Max Rademacher of Alternatiba led GGJ's "up with the People" chant in French, alongside Cindy in English at Climate Convergence in Tunis.
Max Rademacher of Alternatiba led GGJ’s “up with the People” chant in French, alongside Cindy in English at Climate Convergence in Tunis.

UP with the People! Yeah, Yeah!

And DOWN with Corporate capture! Boom Boom!

Keep Our Fossil Fuels In the Earth! Yeah Yeah!

And Throw Out False Solutions! Boom Boom!

Chanting on that last day of the World Social Forum at the Climate convergence, hundreds packed the lecture hall of the University of Tunis El Manar demanding “System Change, Not Climate Change!” From the mix of activists, intellectuals, organizers and climate change champions, the goal was clear: stop the fossil fuel industry’s corporate control of our planet. Reporting back on the four days of lessons and strategies shared throughout the Climate Space*, paving the “Road to Paris” where COP 21 will happen in Paris on December 12th. As the 21st session of Conference of the Parties (COP 21) to the United Nations Framework Convention on Climate Change (UNFCCC), an international inter-government agreement on climate solutions.

....................

■ WHAT IS NEEDED
Continue the report on the Climate Convergence in Tunis from its last sentence.

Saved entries
....................

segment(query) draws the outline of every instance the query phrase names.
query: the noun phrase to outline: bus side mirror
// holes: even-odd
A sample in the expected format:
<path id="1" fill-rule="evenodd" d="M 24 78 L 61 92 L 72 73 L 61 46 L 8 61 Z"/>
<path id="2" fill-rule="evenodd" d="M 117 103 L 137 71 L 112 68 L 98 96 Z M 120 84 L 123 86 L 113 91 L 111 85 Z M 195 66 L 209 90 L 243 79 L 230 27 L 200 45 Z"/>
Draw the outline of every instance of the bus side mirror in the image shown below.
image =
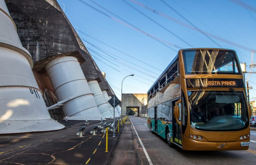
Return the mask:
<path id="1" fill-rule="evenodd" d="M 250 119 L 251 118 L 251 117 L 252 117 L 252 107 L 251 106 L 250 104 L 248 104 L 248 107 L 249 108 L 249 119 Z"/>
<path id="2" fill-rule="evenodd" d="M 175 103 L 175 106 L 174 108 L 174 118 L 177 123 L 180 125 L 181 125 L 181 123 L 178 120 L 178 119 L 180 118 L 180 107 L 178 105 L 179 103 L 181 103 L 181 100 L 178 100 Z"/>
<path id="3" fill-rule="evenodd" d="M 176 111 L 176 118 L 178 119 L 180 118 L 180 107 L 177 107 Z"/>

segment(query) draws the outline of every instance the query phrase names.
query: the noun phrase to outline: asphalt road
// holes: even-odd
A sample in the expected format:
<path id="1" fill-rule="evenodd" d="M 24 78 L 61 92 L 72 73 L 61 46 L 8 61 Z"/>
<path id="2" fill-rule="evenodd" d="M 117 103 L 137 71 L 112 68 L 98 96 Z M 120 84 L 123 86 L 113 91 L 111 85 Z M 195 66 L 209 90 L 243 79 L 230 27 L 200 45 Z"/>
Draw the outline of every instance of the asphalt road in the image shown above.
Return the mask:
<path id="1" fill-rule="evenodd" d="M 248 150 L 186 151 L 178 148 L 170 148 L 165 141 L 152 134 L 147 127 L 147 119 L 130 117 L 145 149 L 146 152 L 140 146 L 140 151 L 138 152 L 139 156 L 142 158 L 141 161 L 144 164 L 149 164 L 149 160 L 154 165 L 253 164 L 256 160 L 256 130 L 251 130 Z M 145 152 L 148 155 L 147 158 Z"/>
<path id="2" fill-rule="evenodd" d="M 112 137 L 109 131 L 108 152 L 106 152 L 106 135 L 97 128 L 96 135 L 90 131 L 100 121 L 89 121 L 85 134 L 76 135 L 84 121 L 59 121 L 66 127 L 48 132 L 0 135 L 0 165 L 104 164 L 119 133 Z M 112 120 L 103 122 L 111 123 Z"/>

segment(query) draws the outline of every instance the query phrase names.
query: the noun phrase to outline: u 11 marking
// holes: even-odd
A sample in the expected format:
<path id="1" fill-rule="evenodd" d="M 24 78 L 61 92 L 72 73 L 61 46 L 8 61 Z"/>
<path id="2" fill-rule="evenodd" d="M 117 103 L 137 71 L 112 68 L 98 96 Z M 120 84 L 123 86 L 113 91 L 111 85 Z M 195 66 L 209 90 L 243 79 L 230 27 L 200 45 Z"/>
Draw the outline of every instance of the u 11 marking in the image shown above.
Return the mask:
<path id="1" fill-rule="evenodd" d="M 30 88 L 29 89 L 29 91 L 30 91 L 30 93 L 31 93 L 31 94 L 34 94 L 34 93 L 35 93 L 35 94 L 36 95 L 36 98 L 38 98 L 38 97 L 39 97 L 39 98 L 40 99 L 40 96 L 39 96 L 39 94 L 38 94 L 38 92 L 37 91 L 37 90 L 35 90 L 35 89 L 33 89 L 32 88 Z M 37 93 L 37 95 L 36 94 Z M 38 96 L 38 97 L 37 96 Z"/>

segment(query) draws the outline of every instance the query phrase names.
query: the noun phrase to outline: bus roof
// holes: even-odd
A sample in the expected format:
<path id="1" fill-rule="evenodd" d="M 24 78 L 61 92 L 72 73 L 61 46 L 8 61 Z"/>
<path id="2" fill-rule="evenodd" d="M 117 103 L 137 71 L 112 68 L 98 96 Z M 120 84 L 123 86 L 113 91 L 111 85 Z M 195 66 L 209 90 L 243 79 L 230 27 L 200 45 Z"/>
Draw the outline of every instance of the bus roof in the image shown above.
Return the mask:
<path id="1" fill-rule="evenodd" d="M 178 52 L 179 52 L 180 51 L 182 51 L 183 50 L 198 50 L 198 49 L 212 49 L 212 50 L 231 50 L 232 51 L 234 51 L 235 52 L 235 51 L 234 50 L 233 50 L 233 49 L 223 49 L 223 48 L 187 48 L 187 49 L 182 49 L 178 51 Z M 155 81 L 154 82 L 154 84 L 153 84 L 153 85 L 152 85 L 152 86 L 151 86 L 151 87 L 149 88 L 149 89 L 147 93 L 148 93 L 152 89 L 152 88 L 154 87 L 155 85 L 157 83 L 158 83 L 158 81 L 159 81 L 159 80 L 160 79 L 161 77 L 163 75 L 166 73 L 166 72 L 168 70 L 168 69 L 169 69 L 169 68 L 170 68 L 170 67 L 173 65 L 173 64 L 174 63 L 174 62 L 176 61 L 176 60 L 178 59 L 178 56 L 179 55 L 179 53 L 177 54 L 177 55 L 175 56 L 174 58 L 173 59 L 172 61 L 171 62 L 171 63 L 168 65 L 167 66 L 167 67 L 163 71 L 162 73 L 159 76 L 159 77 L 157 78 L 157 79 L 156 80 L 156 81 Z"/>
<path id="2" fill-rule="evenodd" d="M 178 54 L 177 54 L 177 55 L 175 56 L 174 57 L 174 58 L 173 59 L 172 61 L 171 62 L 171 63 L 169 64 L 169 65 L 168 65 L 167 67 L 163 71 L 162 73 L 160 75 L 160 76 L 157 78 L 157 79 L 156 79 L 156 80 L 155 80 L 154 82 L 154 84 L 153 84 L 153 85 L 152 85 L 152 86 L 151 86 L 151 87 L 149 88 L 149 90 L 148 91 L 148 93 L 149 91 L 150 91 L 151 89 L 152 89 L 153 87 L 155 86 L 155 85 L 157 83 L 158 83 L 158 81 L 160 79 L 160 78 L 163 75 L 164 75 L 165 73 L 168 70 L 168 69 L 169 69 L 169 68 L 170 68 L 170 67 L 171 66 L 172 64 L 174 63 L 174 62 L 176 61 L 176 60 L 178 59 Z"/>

....................

■ REPLY
What has played out in the last 20 years, however, are regressive agreements and a convening “meant to protect the climate and commit to take action” says Mary Louise Malig, Campaigns Coordinator and Research Associate of the Global Forest Coalition, “but somehow, beginning with the Kyoto Protocol and all those carbon markets, that [purpose] was lost…to corporate interests and keeping business as usual.”

With such distrust in the system that is heavily dictated by corporate greed and extraction, why would we engage in this International process? What opportunity does this climate negotiation in Paris risk and offer? I got a chance to hear from Cindy Wiesner, National Coordinator of Grassroots Global Justice Alliance (GGJ) and Mary Louise Malig to understand what’s at stake, what can we expect, and what we can do both in the Global North and the Global South.

Interviewer: So what’s at stake with COP 21?

Cindy Wiesner, United States (CW): What’s at stake is really the future of humanity and the planet, there has been 20 years of these negotiations between heads of states trying to come to agreements that could actually roll back the impact we are having on the planet.

Mary Lou Malig speaking at the Climate Convergence at the 2015 World Social Forum.
Mary Lou Malig speaking at the Climate Convergence at the 2015 World Social Forum.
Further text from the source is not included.